start
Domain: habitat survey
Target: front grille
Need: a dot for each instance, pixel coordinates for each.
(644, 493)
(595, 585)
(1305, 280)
end
▶ _Written problem_
Convert the items above into a two-column CSV with the columns item_text and answer. Give one row per item, putting its text and its answer each in a single quoted field with line breaks replaced by spaces.

▶ _The completed task_
item_text,answer
"Domain: habitat survey Target: front grille Need: a dot for each instance, pixel coordinates for each.","(644, 493) (595, 585) (1305, 280)"